• _WHAT THE TASK REQUIRES_
Return every line of the records that includes the string "field".

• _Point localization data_
┏━━

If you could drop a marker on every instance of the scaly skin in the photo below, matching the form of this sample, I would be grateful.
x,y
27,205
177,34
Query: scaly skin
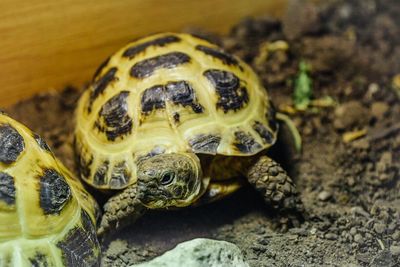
x,y
166,180
277,188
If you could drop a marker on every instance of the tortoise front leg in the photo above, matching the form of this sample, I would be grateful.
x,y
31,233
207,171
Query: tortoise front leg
x,y
120,210
272,181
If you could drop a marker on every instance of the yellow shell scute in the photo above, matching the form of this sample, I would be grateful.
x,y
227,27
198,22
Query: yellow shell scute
x,y
29,233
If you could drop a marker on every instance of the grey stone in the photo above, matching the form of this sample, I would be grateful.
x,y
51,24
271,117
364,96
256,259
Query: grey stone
x,y
199,252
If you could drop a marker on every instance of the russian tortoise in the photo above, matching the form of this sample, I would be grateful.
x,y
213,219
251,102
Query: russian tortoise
x,y
171,120
46,216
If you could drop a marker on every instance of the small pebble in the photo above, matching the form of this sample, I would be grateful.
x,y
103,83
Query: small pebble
x,y
395,250
379,109
353,231
379,228
359,239
331,236
324,195
349,114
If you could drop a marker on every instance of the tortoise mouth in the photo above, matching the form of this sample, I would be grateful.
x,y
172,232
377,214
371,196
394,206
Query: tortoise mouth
x,y
157,197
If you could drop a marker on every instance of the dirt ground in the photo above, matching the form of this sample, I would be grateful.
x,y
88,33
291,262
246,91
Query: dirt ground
x,y
351,190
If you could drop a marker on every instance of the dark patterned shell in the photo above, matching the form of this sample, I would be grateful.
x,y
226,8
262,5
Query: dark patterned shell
x,y
46,216
169,93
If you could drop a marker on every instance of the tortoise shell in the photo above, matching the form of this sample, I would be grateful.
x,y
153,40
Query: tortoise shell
x,y
46,216
168,93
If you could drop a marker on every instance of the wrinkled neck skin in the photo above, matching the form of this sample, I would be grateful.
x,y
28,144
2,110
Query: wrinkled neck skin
x,y
170,180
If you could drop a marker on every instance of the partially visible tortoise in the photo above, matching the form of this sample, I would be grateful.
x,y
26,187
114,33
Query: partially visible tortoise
x,y
46,216
171,120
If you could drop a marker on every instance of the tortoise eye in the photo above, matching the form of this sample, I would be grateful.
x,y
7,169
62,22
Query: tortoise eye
x,y
167,178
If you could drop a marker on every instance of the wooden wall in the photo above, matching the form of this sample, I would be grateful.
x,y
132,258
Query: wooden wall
x,y
47,44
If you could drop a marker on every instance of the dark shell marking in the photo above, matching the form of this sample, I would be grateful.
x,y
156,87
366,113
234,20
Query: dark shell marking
x,y
113,117
120,175
42,144
219,54
54,192
182,93
80,247
153,98
205,143
148,66
101,173
11,144
39,260
264,133
101,84
7,188
179,93
245,143
232,95
160,42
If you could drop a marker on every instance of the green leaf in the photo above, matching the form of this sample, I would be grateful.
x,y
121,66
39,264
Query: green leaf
x,y
302,87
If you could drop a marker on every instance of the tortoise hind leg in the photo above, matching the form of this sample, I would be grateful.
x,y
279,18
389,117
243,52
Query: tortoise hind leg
x,y
278,190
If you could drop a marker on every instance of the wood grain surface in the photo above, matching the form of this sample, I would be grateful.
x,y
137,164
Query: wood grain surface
x,y
47,44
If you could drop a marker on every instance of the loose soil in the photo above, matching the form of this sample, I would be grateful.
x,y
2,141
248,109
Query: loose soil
x,y
351,190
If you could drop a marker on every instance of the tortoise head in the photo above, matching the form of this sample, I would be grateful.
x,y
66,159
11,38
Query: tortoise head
x,y
169,180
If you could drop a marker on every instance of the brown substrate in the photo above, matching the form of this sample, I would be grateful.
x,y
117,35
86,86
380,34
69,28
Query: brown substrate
x,y
351,191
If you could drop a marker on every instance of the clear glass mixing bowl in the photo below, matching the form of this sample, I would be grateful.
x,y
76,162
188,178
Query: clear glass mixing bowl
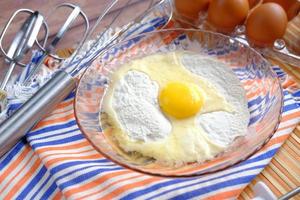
x,y
260,82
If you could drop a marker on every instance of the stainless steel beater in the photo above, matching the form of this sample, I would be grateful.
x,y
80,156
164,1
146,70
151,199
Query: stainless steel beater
x,y
63,82
26,37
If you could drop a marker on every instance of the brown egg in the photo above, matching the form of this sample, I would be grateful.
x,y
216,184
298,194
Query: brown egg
x,y
266,23
225,15
253,3
191,8
291,7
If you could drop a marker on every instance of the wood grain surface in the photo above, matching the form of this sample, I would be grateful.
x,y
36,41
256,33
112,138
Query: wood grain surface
x,y
281,175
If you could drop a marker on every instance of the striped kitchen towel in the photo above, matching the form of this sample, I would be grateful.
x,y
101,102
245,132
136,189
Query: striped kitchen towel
x,y
55,161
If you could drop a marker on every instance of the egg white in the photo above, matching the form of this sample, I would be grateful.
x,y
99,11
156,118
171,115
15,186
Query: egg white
x,y
186,141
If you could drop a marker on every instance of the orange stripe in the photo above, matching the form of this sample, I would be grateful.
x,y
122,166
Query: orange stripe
x,y
113,194
95,182
53,121
290,116
64,104
15,163
56,160
23,180
58,195
225,195
286,127
69,153
108,186
63,147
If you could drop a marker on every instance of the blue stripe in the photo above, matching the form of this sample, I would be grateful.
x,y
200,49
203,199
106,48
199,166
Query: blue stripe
x,y
290,107
267,155
41,188
85,177
84,168
49,191
32,183
71,164
225,184
53,127
11,154
53,135
296,94
62,141
175,181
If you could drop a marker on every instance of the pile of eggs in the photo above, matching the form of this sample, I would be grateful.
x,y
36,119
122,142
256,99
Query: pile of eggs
x,y
265,20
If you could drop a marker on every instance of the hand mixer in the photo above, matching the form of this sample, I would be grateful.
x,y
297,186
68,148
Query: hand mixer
x,y
26,37
22,42
64,81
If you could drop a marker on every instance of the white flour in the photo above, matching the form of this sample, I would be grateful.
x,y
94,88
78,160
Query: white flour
x,y
135,102
221,127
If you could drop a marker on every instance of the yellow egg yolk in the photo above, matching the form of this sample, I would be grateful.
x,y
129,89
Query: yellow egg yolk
x,y
181,100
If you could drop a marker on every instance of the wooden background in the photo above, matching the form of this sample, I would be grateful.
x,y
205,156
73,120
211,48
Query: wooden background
x,y
283,173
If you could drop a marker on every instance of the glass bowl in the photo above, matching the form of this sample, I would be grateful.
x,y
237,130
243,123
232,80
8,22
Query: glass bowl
x,y
260,82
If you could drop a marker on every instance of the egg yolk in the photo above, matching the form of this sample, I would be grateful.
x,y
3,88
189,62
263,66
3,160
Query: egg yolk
x,y
181,100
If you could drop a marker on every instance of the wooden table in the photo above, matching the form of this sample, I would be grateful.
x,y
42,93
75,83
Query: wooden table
x,y
281,175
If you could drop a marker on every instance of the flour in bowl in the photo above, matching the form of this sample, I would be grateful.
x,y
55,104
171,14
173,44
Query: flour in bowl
x,y
209,104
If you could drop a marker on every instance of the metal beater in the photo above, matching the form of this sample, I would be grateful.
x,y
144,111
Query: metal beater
x,y
26,37
63,82
21,44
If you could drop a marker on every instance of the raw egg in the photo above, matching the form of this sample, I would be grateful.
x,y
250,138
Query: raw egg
x,y
225,15
291,7
191,8
253,3
266,23
181,100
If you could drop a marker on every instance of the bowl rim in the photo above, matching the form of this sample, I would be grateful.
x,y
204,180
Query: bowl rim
x,y
195,174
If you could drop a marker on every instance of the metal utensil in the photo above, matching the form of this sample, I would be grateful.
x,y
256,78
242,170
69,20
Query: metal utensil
x,y
49,50
54,91
22,42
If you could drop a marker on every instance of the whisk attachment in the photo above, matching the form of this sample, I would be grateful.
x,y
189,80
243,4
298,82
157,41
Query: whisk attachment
x,y
21,44
59,86
49,50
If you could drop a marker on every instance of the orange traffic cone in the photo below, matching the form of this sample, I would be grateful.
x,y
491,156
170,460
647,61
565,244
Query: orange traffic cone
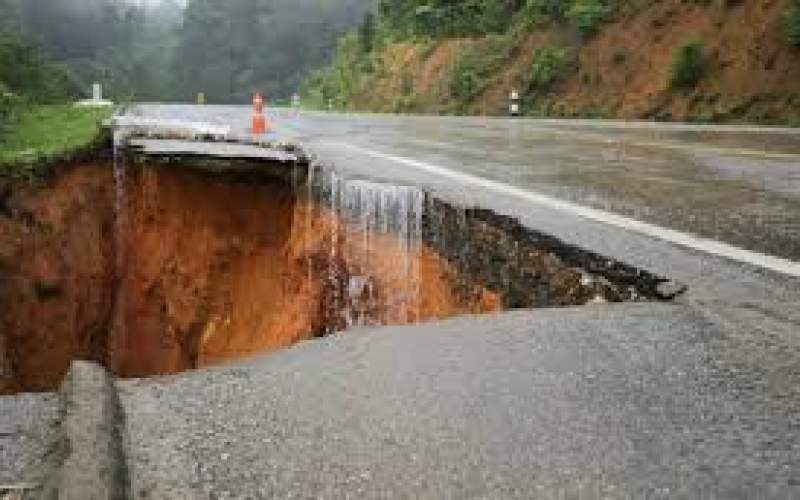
x,y
260,125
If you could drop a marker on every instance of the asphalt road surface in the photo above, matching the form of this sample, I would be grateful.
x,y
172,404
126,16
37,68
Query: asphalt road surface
x,y
699,398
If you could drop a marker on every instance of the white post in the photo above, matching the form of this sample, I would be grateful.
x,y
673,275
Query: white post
x,y
514,106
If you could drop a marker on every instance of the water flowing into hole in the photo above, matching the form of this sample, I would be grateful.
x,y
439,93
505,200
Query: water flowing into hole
x,y
175,264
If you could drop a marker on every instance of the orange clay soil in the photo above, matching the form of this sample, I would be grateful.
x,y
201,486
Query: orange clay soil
x,y
211,270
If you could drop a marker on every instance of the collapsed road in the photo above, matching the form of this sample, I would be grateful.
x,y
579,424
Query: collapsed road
x,y
631,388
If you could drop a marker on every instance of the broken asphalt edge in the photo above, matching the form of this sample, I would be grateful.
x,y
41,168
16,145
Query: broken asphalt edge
x,y
89,460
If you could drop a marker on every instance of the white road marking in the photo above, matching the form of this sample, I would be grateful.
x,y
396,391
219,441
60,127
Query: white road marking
x,y
713,247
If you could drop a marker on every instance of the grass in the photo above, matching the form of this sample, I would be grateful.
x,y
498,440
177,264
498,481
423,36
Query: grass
x,y
44,133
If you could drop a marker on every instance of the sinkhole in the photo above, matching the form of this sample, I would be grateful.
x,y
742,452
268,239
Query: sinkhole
x,y
159,265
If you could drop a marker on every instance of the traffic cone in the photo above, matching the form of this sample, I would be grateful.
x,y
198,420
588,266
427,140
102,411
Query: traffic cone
x,y
260,124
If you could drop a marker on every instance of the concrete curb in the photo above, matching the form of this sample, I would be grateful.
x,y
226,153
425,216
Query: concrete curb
x,y
90,460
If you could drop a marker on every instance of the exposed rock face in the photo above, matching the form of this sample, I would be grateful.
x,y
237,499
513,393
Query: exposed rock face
x,y
161,268
56,275
212,268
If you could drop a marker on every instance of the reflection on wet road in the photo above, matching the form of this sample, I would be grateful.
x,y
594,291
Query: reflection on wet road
x,y
740,185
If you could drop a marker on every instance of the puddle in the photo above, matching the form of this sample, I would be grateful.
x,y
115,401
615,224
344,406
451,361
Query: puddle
x,y
158,267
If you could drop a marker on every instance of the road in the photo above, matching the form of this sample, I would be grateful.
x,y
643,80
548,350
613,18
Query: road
x,y
699,398
735,184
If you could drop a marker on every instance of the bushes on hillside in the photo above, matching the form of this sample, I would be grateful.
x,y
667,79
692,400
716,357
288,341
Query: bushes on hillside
x,y
688,65
549,64
791,24
475,67
26,73
589,15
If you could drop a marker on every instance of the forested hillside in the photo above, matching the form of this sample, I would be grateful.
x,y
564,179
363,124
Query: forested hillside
x,y
169,49
705,60
228,49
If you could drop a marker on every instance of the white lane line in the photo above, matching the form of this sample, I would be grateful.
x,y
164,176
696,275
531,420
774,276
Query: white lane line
x,y
713,247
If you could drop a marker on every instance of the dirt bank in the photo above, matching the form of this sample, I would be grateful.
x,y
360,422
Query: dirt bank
x,y
190,268
154,268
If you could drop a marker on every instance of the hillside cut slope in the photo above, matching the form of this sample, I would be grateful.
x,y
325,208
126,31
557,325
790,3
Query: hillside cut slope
x,y
716,61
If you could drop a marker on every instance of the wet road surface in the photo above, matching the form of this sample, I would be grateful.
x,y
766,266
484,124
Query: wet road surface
x,y
693,399
740,185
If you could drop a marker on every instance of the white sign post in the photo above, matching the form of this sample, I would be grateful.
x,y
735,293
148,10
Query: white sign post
x,y
97,97
514,108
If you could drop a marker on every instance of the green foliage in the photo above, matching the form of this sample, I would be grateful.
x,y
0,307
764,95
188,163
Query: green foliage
x,y
688,65
549,64
791,24
47,132
446,18
476,66
589,15
25,72
547,10
229,49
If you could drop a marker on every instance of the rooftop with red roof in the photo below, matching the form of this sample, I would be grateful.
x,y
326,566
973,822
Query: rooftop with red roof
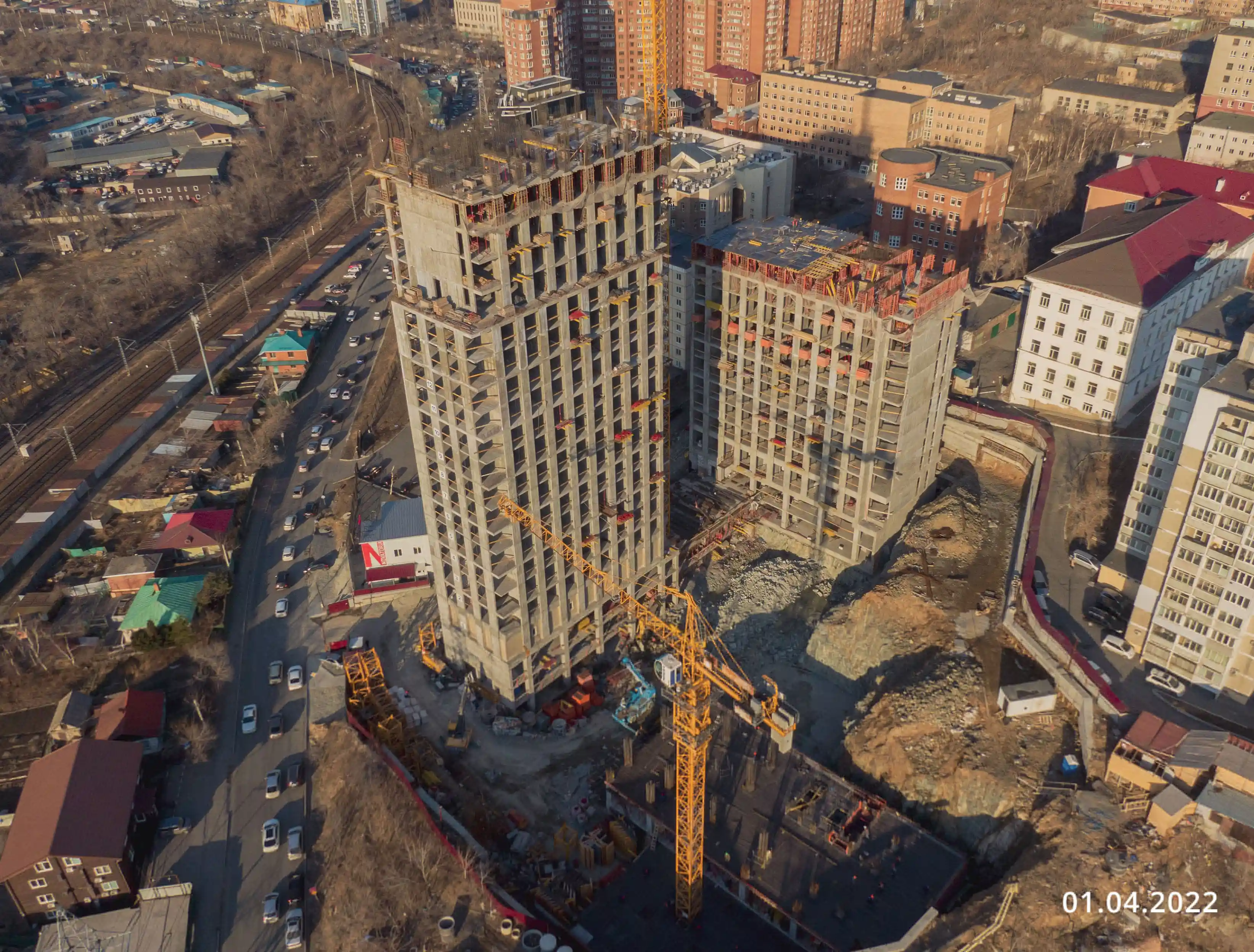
x,y
1155,175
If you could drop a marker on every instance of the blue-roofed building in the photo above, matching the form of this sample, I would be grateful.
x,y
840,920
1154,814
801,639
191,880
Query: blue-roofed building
x,y
215,108
395,547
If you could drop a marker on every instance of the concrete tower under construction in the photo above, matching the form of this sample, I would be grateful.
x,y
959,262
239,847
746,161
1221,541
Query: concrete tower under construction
x,y
528,309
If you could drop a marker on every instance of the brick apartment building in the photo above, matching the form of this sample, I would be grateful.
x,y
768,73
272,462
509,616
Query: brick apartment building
x,y
71,844
937,203
843,120
1229,87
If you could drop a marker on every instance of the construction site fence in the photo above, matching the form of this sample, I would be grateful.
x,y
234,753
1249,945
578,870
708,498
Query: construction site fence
x,y
1055,640
439,822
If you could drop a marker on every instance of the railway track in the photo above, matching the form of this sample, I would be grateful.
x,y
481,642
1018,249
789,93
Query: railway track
x,y
103,397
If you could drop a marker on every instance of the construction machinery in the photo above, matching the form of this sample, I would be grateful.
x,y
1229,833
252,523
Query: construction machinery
x,y
704,664
460,730
637,704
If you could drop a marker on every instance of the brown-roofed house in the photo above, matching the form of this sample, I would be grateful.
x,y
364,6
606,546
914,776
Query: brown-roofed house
x,y
127,575
71,843
135,717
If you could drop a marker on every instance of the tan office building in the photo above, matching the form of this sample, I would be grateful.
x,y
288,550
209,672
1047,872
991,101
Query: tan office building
x,y
1144,109
478,18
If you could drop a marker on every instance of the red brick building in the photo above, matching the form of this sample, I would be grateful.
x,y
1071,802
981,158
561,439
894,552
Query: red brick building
x,y
937,203
71,844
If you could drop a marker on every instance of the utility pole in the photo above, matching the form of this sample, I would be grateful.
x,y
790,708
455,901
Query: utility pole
x,y
209,374
122,349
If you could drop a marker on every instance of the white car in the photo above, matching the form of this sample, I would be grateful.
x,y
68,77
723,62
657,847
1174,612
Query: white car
x,y
1168,683
1113,643
270,837
294,938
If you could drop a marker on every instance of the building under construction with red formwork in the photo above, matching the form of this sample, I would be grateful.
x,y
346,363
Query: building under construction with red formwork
x,y
828,865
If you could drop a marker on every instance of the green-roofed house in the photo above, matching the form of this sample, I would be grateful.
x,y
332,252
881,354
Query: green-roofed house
x,y
161,601
288,353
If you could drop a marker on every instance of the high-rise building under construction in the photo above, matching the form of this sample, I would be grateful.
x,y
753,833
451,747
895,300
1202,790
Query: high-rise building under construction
x,y
530,315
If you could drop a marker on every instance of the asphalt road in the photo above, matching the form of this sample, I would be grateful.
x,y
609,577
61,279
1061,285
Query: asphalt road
x,y
225,799
1072,590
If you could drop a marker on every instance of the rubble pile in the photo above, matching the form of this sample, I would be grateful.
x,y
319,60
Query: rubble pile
x,y
930,737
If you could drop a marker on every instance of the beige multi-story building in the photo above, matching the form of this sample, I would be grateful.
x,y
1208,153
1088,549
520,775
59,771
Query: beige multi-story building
x,y
1194,606
1133,107
819,377
844,120
1201,348
534,340
478,18
720,180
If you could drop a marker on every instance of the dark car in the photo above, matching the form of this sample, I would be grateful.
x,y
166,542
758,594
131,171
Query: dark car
x,y
295,890
1113,604
1100,616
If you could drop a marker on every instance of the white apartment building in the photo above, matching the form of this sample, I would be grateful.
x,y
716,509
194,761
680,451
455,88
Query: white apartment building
x,y
1198,592
1101,317
1202,347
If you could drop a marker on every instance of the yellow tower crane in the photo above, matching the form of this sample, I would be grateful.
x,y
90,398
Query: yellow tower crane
x,y
708,664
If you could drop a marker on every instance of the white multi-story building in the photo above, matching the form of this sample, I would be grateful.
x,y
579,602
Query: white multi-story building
x,y
1203,345
1101,317
1193,610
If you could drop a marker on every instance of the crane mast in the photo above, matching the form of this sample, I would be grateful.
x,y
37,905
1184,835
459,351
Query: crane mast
x,y
706,664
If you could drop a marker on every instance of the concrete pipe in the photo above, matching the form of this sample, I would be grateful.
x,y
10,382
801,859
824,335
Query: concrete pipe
x,y
448,927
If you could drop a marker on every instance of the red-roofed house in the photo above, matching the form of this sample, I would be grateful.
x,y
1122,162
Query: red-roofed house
x,y
196,535
1135,187
1100,318
133,716
732,86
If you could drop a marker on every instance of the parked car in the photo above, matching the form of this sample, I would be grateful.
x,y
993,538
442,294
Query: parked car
x,y
295,843
1158,678
270,836
249,722
1085,560
294,931
1120,646
1040,585
172,827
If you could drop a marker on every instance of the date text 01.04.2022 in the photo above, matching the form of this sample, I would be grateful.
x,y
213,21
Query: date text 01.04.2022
x,y
1150,904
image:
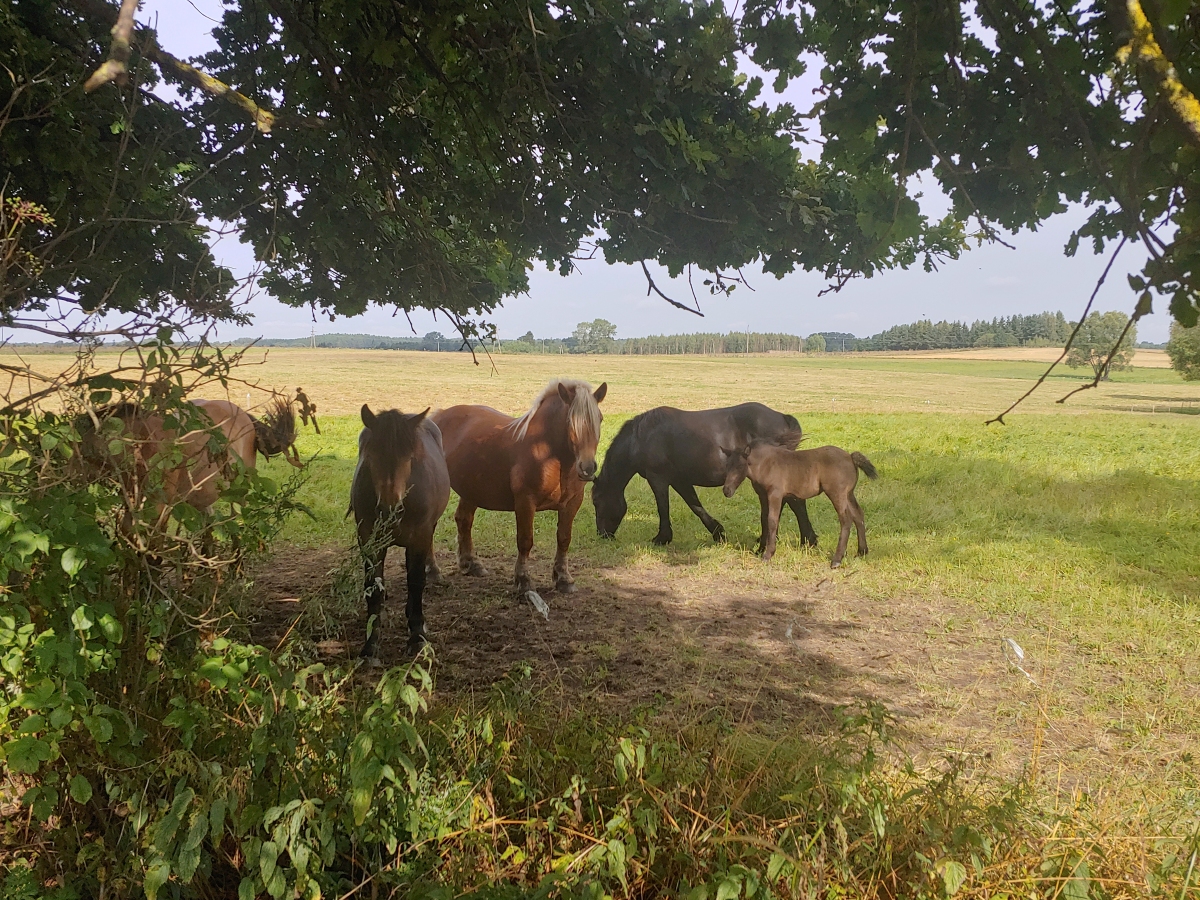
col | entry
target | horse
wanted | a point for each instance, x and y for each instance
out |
(400, 490)
(539, 461)
(195, 475)
(682, 449)
(778, 472)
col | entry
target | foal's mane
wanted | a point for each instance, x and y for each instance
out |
(582, 414)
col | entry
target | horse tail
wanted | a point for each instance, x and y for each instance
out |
(789, 439)
(864, 465)
(276, 431)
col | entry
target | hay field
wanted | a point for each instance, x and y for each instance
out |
(1074, 531)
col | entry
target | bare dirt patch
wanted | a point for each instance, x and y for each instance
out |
(760, 645)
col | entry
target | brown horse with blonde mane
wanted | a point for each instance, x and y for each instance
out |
(539, 461)
(197, 473)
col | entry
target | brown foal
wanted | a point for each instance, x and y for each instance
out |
(779, 473)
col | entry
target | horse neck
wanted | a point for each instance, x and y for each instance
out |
(618, 461)
(550, 424)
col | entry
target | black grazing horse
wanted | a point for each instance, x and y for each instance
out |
(681, 449)
(401, 489)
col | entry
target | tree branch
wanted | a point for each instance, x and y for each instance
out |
(1146, 51)
(117, 66)
(654, 288)
(1071, 340)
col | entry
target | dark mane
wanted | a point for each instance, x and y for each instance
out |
(276, 431)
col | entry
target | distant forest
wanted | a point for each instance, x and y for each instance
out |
(1047, 329)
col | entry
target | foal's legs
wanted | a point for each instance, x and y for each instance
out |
(468, 563)
(841, 503)
(689, 496)
(376, 594)
(563, 580)
(763, 515)
(775, 505)
(808, 534)
(526, 508)
(859, 523)
(663, 501)
(414, 611)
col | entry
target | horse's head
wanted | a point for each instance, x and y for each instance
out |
(387, 447)
(583, 420)
(737, 468)
(609, 499)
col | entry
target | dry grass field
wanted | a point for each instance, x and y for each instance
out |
(1074, 531)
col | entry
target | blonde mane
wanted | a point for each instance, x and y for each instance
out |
(582, 415)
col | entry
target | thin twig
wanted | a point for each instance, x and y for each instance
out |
(1071, 340)
(654, 288)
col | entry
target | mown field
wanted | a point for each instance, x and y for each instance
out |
(1074, 531)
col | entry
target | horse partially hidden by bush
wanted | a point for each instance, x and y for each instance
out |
(180, 448)
(539, 461)
(400, 490)
(682, 449)
(778, 473)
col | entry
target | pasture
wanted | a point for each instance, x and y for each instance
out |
(1073, 531)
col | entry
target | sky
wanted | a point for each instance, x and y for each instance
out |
(985, 282)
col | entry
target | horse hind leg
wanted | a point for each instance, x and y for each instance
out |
(859, 523)
(801, 509)
(468, 563)
(688, 492)
(414, 609)
(376, 594)
(844, 517)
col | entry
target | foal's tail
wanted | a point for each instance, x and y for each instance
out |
(864, 465)
(276, 431)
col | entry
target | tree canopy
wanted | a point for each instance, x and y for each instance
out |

┗━━

• _TASK ANSWER_
target | hay field
target | dry grass field
target | mown field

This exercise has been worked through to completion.